◆ **提取条目**
◆ ◆ ◆ ◆ ◆

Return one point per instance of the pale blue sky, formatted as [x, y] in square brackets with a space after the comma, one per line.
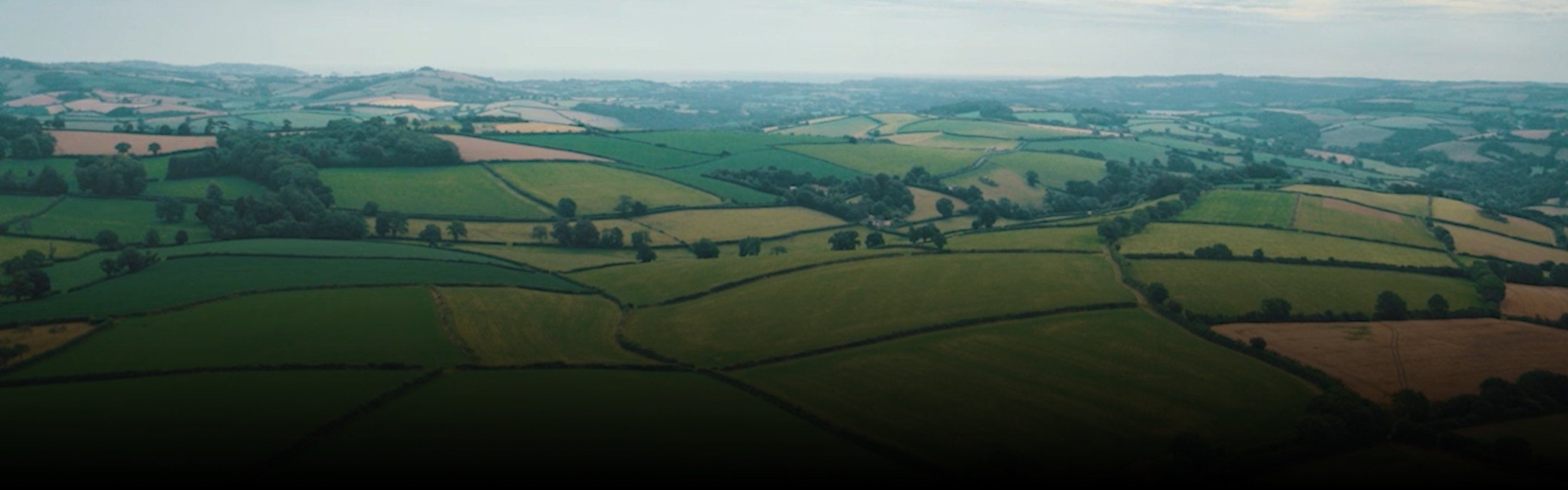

◆ ◆ ◆ ◆ ◆

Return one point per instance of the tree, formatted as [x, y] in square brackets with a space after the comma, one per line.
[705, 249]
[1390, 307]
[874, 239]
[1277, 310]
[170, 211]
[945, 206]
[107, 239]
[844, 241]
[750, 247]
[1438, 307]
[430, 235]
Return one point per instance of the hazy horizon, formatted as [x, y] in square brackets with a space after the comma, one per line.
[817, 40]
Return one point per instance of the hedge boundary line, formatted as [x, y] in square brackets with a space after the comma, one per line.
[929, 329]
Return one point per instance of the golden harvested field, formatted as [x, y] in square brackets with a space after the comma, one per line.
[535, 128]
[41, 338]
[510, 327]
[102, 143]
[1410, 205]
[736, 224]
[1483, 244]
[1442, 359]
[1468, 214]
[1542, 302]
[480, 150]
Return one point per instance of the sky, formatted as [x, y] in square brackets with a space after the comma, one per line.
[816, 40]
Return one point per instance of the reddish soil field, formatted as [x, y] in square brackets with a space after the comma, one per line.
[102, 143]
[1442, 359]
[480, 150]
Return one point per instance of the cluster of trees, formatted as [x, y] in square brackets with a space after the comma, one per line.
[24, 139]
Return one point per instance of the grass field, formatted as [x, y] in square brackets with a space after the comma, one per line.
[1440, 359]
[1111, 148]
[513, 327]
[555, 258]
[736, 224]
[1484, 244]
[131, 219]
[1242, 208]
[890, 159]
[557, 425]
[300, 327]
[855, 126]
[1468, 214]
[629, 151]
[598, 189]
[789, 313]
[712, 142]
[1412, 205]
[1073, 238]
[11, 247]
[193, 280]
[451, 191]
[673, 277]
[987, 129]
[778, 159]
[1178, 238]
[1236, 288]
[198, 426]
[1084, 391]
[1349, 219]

◆ ◆ ◆ ◆ ◆

◆ **任务说明**
从上述条目中摘出所有含有“instance”一词的行，按原有顺序逐行照录。

◆ **本题解答**
Return one point per instance of the pale blue sky, formatted as [x, y] in square brackets with a space after the comma, one per line.
Return one point per instance of the tree, formatted as [x, y] in square brackets with a space after the comma, one per line.
Return one point per instance of the hazy horizon, formatted as [x, y] in square brackets with a space after the comma, one per line.
Return one point per instance of the hedge boundary line, formatted as [x, y] in square brackets with a space after the comma, one per line.
Return one point per instance of the golden harvested field, formatted as [x, y] in square brackets with a space after the comma, one per line.
Return one point per instance of the sky, formatted as [x, y] in square brackets with a space after the comma, one per line.
Return one point per instance of the reddish soil field, formatted as [x, y] in square brackets with a space after the comma, one per line.
Return one point per instance of the cluster of trees, formatted as [x, y] in square brackets with a space after the comma, one per line.
Return one point per instance of the grass field, formatted as [x, y] in square brackets with a space after the comma, one per line.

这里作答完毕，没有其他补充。